### Instructions to follow
Please put each line of the records below into a numbered list, leaving out blank lines. Keep the pictures out of your answer.

Point labeling data from photos
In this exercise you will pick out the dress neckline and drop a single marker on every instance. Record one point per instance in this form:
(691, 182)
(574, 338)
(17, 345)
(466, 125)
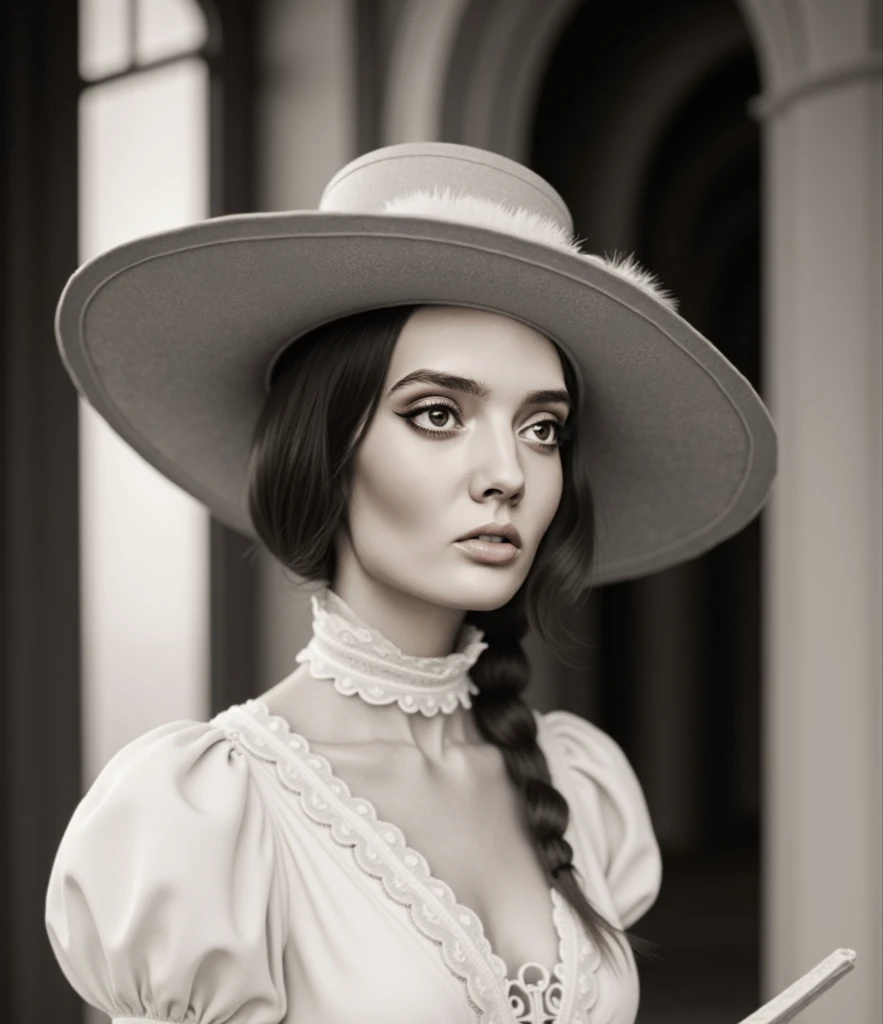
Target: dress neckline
(570, 986)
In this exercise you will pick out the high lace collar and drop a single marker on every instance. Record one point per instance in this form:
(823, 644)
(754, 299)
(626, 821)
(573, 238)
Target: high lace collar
(362, 662)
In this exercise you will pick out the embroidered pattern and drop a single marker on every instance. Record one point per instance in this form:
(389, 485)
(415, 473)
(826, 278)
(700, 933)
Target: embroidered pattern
(361, 660)
(380, 850)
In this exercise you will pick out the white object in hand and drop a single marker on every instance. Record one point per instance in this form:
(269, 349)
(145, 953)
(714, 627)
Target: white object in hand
(789, 1003)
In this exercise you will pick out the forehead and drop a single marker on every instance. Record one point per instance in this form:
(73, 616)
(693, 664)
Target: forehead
(458, 339)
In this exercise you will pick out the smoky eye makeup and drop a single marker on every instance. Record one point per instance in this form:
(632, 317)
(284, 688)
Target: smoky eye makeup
(448, 410)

### Written solution
1. In this exercise you will pick out the dress neckline and drop a single marker on every instance. Record one point per instance in this form:
2. (691, 182)
3. (574, 338)
4. (17, 345)
5. (466, 125)
6. Target: dress neckline
7. (570, 986)
8. In this exercise you will pick out the high lace collar and drop a single marker on every instance. Record one point per instance in this form:
9. (823, 644)
10. (754, 299)
11. (626, 821)
12. (573, 238)
13. Target: high lace collar
14. (362, 662)
15. In this exercise you will pick out the embroidered pattern and drop a single marker on every instance. Record one point per instance in this form:
16. (389, 485)
17. (415, 473)
18. (826, 278)
19. (700, 933)
20. Target: embroidered pattern
21. (361, 660)
22. (380, 850)
23. In this exercise you will pick out the white object in hand and drop a single marker on every instance. Record one point per instance in this form:
24. (269, 349)
25. (145, 953)
26. (714, 627)
27. Target: white object in hand
28. (789, 1003)
29. In this exercise you will pick out the forehead and drop a single marker on every instance. Record one point per instance in this form:
30. (73, 616)
31. (693, 664)
32. Target: forehead
33. (458, 339)
34. In this exercise you will pick out the smoky eye makeup and drop a single marker on every instance. Record one point per instance in this form:
35. (632, 317)
36. (284, 688)
37. Target: smoky eye makeup
38. (448, 410)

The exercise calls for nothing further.